If you came from an earlier model, the migration path is the same one we covered for GLM-5.1 in Claude Code and GLM-4.5 with Claude Code. Swap the model id and base URL, keep the structure.

Set up GLM-5.2 in Cline

Cline is a VS Code extension that runs an autonomous coding agent inside your editor. Unlike Claude Code, Cline reads from an OpenAI-compatible endpoint, so the wiring is different.

  1. Install the Cline extension from the VS Code marketplace and open its settings (the gear icon in the Cline panel).
  2. For API Provider, choose OpenAI Compatible.
  3. Set Base URL to https://api.z.ai/api/paas/v4/. Note the trailing slash and that this is the general API base, not the coding path.
  4. Paste your Z.ai API key into API Key.
  5. For Model ID, enter glm-5.2 (no [1m] suffix here, that’s a Claude-Code-only convention).
  6. Find the context window setting and set it to 1000000. Cline uses this to decide when to truncate history, so leaving it at a default value wastes most of GLM-5.2’s window.

That’s the whole GLM-5.2 Cline setup. Save, start a task, and watch Cline plan, edit files, and run commands against the model.

One Cline-specific note: because Cline can fire many tool calls per task, an undersized context window forces it to drop earlier steps. Setting the window to a full million keeps the plan, the diffs, and the test output all in scope, which is exactly where GLM-5.2’s long context earns its keep.

Set up GLM-5.2 in Cursor

Cursor is a standalone AI-first editor. It also speaks the OpenAI-compatible format, so the configuration mirrors Cline closely.

  1. Open Cursor settings, go to Models, and scroll to the OpenAI API key section.
  2. Enable the custom base URL (sometimes labeled “Override OpenAI Base URL”).
  3. Set the base URL to https://api.z.ai/api/paas/v4/.
  4. Enter your Z.ai API key.
  5. Add a custom model with the id glm-5.2, then make sure it’s the active model.
  6. Verify the connection with Cursor’s built-in API key test, then send a prompt.

That covers GLM-5.2 Cursor. Once it verifies, GLM-5.2 powers Cursor’s chat and inline edits.

→ SOURCE MATERIAL

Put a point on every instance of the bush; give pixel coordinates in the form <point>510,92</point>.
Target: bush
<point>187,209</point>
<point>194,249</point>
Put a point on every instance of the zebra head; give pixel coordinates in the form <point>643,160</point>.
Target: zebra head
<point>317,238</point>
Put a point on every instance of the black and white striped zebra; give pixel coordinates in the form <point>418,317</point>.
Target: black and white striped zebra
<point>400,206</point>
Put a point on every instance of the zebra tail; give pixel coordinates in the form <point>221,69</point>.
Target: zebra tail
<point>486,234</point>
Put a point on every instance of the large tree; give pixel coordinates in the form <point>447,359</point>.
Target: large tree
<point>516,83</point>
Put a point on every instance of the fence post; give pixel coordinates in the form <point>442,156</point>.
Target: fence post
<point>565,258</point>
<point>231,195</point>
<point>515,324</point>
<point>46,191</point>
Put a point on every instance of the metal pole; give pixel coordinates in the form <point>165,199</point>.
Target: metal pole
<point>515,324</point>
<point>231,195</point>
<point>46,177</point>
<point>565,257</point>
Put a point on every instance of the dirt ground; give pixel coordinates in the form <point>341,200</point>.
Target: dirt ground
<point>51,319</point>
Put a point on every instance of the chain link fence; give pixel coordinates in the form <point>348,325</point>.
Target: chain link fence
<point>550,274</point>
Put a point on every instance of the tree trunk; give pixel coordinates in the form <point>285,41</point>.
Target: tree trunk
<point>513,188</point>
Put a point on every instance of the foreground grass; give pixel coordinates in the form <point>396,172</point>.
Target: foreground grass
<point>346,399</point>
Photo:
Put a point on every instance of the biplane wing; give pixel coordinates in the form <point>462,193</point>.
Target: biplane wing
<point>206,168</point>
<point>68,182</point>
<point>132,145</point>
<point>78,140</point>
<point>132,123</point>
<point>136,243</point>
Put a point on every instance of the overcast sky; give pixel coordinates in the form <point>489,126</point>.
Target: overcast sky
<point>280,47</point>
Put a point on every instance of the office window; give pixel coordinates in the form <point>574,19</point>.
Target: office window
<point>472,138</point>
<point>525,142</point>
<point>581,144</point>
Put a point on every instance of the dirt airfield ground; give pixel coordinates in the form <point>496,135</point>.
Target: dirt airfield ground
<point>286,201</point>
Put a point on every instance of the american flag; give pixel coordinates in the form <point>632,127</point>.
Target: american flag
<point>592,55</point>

→ PROBLEM SET
a) List every GLM model version named in the GLM-5.2 setup guide.
b) Please transcribe the GLM-5.2 setup guide from "If you came" to "keep the structure.".
c) Pick up the GLM-5.2 setup guide after its last sentence and write the next few sentences.

→ EXERCISE ANSWERS
a) GLM-5.1, GLM-4.5, GLM-5.2

b)
If you came from an earlier model, the migration path is the same one we covered for GLM-5.1 in Claude Code and GLM-4.5 with Claude Code. Swap the model id and base URL, keep the structure.

c)
If you’ve previously juggled Cursor with other GLM versions, the trade-offs we wrote up in Claude Code vs Cursor with GLM-4.7 still apply: Cursor’s UI is the smoothest for inline edits, while Claude Code and Cline lean harder into autonomous, multi-step agent runs.

Side-by-side configuration

Here’s every value in one place so you can copy the right one per harness.

Setting Claude Code Cline Cursor
API format Anthropic-compatible OpenAI-compatible OpenAI-compatible
Base URL https://api.z.ai/api/coding/paas/v4 (verify live) https://api.z.ai/api/paas/v4/ https://api.z.ai/api/paas/v4/
Model id glm-5.2[1m] glm-5.2 glm-5.2
Key type GLM Coding Plan key API key API key
Context window CLAUDE_CODE_AUTO_COMPACT_WINDOW=1000000 set to 1000000 model default
Timeout API_TIMEOUT_MS=3000000 n/a n/a
Thinking effort Max (recommended for coding) via provider default via provider default

The two things that trip people up most: using the wrong base URL for the harness type, and forgetting the [1m] suffix and timeout in Claude Code.

Test your setup with a real API call

Before you trust any harness, confirm the key and model work with a raw request. This call hits the general API directly and isolates harness config from credential problems.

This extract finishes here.